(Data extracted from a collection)
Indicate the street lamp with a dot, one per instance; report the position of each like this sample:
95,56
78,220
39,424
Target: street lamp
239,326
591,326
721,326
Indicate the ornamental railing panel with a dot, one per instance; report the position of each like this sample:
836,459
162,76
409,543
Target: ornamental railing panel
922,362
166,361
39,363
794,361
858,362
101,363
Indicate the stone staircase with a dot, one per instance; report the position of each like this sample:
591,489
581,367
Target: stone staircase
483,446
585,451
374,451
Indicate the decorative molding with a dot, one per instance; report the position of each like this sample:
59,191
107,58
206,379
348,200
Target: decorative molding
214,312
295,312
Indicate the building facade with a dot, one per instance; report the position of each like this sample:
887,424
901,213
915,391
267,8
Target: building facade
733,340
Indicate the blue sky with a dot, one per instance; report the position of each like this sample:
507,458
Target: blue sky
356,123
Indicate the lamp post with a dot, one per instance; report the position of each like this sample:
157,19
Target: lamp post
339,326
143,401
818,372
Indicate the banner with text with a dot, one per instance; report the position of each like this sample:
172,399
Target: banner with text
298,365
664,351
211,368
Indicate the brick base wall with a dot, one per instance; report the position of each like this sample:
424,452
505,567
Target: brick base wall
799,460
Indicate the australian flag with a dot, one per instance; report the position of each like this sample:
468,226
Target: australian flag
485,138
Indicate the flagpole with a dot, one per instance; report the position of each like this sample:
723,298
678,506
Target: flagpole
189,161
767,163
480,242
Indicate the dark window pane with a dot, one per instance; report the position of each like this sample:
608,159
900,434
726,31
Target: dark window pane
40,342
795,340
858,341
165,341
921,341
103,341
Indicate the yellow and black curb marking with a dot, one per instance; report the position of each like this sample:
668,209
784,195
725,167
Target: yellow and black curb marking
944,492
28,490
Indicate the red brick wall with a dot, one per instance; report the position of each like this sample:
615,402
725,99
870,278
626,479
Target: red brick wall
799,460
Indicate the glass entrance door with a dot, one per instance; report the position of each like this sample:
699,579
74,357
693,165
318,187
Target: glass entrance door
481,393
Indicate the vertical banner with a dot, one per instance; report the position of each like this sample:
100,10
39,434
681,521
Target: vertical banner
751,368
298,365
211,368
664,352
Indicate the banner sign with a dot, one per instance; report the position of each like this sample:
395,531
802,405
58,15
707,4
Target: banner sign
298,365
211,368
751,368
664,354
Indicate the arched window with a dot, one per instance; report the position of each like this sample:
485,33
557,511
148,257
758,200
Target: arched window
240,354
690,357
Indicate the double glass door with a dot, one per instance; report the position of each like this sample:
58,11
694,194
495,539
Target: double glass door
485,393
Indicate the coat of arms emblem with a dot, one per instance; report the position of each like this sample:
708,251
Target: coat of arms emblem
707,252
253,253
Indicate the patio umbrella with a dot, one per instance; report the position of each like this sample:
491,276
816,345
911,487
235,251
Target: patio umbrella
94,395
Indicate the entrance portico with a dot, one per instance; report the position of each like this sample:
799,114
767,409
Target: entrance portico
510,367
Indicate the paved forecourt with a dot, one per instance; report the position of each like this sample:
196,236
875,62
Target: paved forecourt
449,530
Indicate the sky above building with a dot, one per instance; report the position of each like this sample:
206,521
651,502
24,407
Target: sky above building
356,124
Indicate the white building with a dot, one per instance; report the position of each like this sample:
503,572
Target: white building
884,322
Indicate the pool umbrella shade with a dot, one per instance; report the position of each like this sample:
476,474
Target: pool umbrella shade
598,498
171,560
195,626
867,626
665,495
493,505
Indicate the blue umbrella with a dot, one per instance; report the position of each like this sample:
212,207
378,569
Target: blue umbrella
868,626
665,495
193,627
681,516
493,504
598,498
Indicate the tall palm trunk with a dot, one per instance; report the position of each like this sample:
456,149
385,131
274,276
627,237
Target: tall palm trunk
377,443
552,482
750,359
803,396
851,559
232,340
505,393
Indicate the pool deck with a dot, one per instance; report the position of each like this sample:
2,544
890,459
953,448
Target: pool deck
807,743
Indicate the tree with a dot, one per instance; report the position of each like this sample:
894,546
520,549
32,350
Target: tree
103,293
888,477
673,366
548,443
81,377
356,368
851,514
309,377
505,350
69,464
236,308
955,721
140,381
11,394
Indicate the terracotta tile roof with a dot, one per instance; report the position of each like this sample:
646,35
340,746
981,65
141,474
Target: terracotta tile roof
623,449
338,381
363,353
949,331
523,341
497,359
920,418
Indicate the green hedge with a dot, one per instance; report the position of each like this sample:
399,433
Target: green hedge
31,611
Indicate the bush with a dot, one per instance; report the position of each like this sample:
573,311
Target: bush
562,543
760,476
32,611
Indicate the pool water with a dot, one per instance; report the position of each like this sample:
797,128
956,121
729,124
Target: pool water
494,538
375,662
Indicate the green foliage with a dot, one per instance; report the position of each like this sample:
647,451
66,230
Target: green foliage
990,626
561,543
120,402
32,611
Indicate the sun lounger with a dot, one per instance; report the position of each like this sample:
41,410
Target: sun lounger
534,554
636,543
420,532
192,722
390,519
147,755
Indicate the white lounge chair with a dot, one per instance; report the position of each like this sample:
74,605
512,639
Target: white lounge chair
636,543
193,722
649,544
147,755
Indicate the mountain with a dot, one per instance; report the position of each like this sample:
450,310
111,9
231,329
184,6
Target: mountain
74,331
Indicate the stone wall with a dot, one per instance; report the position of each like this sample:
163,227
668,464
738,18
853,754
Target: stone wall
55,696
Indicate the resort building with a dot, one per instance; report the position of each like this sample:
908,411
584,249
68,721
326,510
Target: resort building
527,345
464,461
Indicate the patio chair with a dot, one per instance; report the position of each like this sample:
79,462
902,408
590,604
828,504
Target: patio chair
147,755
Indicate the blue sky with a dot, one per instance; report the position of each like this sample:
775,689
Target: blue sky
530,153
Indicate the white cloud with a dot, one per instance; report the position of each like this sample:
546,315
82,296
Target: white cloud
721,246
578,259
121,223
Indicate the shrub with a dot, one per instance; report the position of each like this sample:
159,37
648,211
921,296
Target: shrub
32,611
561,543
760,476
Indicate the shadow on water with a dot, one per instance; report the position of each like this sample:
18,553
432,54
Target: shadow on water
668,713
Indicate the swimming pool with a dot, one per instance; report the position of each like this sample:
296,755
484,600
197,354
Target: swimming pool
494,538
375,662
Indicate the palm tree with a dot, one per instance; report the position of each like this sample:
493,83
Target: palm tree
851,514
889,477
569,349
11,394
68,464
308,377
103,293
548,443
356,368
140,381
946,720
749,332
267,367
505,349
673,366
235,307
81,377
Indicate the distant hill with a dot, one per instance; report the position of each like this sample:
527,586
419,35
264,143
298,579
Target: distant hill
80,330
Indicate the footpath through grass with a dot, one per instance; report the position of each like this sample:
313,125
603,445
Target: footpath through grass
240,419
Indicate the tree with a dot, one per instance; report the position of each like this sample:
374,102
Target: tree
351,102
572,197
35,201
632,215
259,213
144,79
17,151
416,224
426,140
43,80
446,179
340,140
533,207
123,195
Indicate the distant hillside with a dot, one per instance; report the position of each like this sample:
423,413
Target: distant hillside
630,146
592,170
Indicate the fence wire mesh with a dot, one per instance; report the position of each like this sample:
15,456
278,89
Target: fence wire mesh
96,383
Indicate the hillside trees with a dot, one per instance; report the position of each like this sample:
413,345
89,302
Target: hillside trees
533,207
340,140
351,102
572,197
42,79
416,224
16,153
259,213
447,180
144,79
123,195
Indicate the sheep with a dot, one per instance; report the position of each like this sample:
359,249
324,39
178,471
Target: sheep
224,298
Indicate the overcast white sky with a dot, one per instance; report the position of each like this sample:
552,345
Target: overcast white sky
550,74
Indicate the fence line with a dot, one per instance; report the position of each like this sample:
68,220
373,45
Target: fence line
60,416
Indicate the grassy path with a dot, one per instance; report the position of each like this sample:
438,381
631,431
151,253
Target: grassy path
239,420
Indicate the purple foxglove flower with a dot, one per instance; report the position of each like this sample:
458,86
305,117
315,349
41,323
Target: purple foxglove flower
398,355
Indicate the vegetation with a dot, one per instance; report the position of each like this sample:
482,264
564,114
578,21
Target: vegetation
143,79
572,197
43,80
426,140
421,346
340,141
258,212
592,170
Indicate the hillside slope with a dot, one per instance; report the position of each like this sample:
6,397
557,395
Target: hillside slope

◆ Prompt:
For every line above that holds the string "slope", add one to a count; give that count alone.

◆ Written answer:
2